PROBLEM STATEMENT
Whenever the word "grey" turns up in a line of the data below, copy that line.

RECORD EXCERPTS
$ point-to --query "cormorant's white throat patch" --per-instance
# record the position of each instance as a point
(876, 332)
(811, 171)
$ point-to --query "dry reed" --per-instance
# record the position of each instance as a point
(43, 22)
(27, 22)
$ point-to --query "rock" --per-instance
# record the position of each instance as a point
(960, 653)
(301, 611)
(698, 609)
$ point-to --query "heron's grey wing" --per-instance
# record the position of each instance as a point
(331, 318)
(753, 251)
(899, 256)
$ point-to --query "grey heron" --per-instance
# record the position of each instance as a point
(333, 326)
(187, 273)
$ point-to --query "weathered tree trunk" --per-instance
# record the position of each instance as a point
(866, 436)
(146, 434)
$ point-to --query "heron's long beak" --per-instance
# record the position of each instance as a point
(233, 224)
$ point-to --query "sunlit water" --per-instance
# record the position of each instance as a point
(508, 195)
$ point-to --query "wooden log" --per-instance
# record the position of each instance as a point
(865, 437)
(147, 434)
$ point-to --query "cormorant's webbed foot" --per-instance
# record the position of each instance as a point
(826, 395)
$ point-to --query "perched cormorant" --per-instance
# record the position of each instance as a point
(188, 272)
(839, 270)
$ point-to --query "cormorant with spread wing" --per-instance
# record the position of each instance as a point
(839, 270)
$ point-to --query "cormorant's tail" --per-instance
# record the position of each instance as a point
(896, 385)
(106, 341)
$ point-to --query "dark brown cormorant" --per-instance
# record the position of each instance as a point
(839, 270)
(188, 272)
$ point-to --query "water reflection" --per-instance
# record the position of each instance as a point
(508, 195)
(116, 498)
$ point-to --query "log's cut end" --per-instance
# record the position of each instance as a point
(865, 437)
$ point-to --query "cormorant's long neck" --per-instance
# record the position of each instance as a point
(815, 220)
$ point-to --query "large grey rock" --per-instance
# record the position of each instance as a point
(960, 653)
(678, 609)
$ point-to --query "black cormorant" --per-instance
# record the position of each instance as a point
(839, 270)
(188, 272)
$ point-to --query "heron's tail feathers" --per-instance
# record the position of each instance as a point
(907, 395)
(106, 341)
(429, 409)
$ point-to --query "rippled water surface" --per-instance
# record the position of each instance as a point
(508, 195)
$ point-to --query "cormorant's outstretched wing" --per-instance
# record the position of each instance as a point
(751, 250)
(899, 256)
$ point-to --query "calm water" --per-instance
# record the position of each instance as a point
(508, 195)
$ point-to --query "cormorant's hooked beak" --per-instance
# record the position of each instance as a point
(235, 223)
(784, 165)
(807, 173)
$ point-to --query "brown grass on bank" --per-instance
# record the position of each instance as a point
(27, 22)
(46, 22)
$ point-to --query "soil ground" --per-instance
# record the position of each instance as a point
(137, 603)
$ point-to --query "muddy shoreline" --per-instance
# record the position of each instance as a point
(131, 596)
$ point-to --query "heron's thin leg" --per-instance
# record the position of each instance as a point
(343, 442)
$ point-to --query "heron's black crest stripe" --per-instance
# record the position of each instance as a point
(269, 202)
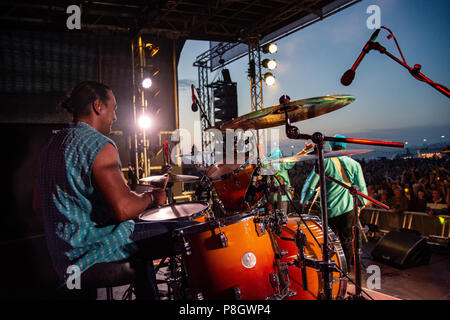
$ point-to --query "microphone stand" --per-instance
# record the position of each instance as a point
(415, 72)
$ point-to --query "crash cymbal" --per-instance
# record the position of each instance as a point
(297, 110)
(172, 178)
(326, 154)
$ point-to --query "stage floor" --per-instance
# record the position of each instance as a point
(428, 282)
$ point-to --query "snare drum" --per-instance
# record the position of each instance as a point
(231, 183)
(191, 211)
(233, 261)
(312, 250)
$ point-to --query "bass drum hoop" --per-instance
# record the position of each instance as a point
(213, 224)
(337, 246)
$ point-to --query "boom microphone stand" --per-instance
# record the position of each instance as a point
(415, 71)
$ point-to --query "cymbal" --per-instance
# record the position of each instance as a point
(172, 178)
(328, 154)
(297, 111)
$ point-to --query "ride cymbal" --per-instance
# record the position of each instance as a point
(297, 111)
(326, 154)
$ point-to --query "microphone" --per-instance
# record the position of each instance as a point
(349, 75)
(194, 105)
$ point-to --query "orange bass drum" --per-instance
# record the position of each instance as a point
(312, 250)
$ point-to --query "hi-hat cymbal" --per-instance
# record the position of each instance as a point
(329, 154)
(297, 110)
(172, 178)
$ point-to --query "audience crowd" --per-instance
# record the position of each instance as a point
(414, 184)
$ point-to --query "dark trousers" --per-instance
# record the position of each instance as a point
(154, 241)
(342, 226)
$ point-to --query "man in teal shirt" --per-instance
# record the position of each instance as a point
(339, 199)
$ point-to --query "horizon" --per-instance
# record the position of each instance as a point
(390, 105)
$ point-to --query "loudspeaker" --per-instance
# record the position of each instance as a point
(402, 250)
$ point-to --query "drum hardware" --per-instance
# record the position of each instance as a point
(318, 139)
(260, 226)
(300, 242)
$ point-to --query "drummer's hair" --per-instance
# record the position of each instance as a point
(79, 99)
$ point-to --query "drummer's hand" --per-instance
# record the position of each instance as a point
(159, 197)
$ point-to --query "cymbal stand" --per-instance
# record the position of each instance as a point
(326, 265)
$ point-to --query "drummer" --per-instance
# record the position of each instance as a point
(282, 169)
(87, 207)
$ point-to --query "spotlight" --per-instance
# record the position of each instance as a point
(152, 49)
(269, 79)
(144, 121)
(270, 48)
(269, 64)
(146, 83)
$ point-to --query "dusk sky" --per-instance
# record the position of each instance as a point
(390, 104)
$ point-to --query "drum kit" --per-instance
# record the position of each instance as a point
(240, 246)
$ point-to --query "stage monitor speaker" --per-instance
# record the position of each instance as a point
(402, 249)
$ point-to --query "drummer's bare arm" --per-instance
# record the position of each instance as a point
(123, 203)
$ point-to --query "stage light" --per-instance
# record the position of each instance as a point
(144, 122)
(146, 83)
(152, 49)
(269, 79)
(270, 48)
(269, 64)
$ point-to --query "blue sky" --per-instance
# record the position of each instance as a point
(388, 99)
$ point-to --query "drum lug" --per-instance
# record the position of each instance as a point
(187, 247)
(260, 227)
(237, 182)
(237, 293)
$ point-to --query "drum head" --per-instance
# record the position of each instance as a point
(217, 171)
(188, 210)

COMPLETED EXERCISE
$ point-to --query "heron's grey wing" --per-instance
$ point-to --query "grey heron" --per-instance
$ point-to --query "large grey rock" --per-instance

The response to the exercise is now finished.